Task instructions:
The required answer is an exact copy of the records below, without pictures.

*** Dataset extract Section Begins ***

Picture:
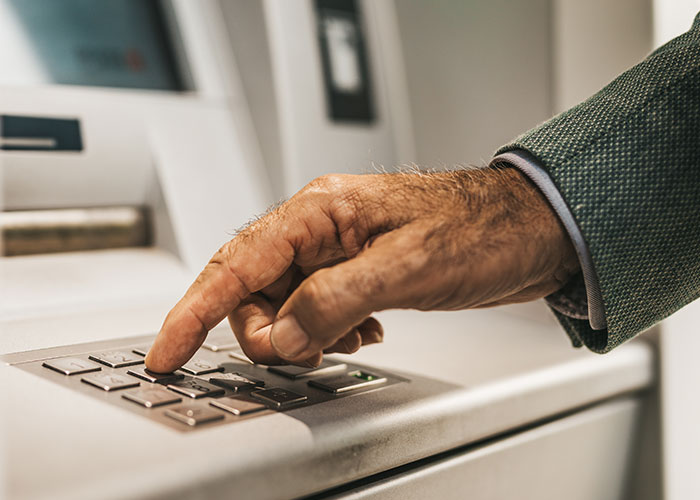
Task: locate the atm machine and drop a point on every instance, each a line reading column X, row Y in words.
column 133, row 134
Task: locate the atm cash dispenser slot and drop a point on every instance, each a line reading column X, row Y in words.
column 218, row 386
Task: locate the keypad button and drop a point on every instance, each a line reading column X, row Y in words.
column 200, row 366
column 278, row 397
column 240, row 355
column 71, row 366
column 110, row 381
column 159, row 378
column 327, row 367
column 141, row 350
column 221, row 340
column 151, row 397
column 195, row 388
column 235, row 381
column 194, row 415
column 117, row 359
column 358, row 379
column 237, row 406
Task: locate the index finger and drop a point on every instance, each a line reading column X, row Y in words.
column 252, row 260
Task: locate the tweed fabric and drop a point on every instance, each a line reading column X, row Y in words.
column 627, row 163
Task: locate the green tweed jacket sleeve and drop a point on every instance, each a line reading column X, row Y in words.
column 627, row 164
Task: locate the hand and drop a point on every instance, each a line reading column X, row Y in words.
column 305, row 278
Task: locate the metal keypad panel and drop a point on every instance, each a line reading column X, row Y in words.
column 218, row 386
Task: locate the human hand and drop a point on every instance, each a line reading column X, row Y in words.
column 305, row 278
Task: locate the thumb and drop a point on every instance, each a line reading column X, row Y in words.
column 333, row 300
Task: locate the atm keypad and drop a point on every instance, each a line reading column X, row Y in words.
column 237, row 406
column 279, row 398
column 142, row 350
column 195, row 388
column 198, row 366
column 194, row 415
column 151, row 397
column 221, row 341
column 219, row 386
column 352, row 381
column 110, row 381
column 327, row 367
column 155, row 378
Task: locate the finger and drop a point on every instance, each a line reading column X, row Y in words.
column 251, row 322
column 330, row 302
column 370, row 331
column 244, row 265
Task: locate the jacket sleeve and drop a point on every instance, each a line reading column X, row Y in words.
column 627, row 164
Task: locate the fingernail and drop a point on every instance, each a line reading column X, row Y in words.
column 287, row 337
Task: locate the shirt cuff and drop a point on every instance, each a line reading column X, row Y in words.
column 564, row 301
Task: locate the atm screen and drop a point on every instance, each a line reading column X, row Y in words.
column 112, row 43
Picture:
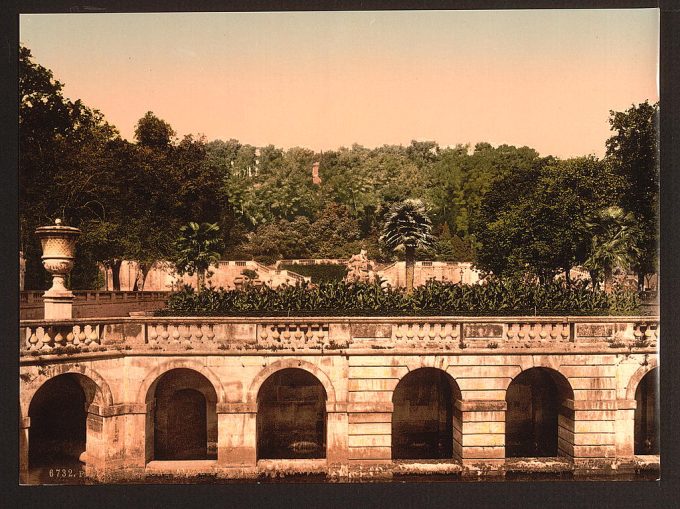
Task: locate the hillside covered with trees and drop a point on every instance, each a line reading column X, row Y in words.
column 508, row 209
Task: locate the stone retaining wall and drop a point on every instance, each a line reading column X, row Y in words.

*** Dataset extract Section Ends ***

Answer to the problem:
Picture:
Task: locate the atm machine and drop a point on every instance, each a line reading column X, row Y in words.
column 133, row 134
Task: locate the atm cash dispenser slot and drop a point on every instance, each a line reading column X, row Y in words.
column 218, row 386
Task: locate the keypad button and drop a point on every instance, each a line reading column X, row Y in words.
column 200, row 366
column 278, row 397
column 240, row 355
column 71, row 366
column 110, row 381
column 159, row 378
column 327, row 367
column 141, row 350
column 221, row 340
column 151, row 397
column 195, row 388
column 235, row 381
column 194, row 415
column 117, row 359
column 358, row 379
column 237, row 406
Task: locate the index finger and drop a point on every instance, each a line reading column X, row Y in words.
column 252, row 260
Task: locate the tweed fabric and drop a point on every instance, each a line reading column X, row Y in words.
column 627, row 163
Task: locate the green tweed jacket sleeve and drop a point on every instance, each a line reading column X, row Y in words.
column 627, row 164
Task: locate the hand and drop a point on every instance, each a line reading column X, row Y in words.
column 305, row 278
Task: locate the metal keypad panel and drop a point on every instance, each a line reading column X, row Y in words.
column 218, row 386
Task: locate the human hand and drop a point on every instance, each a line reading column X, row Y in words.
column 305, row 278
Task: locate the thumb and drop a point on every instance, each a line reading column X, row Y in words.
column 333, row 300
Task: locate the atm keypad and drop a point on every instance, each a line reading column X, row Y in words.
column 237, row 406
column 279, row 398
column 142, row 350
column 195, row 388
column 198, row 366
column 194, row 415
column 151, row 397
column 221, row 341
column 219, row 386
column 352, row 381
column 110, row 381
column 327, row 367
column 155, row 378
Task: locate the finger and drop a point on every instance, each a line reading column X, row Y in words.
column 251, row 322
column 330, row 302
column 370, row 331
column 244, row 265
Task: locate the jacket sleeve and drop a point on every instance, each a line reading column X, row Y in words.
column 627, row 164
Task: locate the fingernail and drop a point on every instance, each a line reading column X, row Y in words.
column 287, row 337
Task: locate the shirt cuff and drop a point on every instance, each a line reading column X, row Y in words.
column 564, row 301
Task: locate the atm screen and drop a point on every instance, each a line reading column X, row Y in words.
column 112, row 43
Picture:
Task: locate the hillside covered with trees and drop a point on every instance, each a line reading column X, row Y in words.
column 508, row 209
Task: locate the stone retaining wall and drop a point on every instance, each a line reading column X, row Y in words.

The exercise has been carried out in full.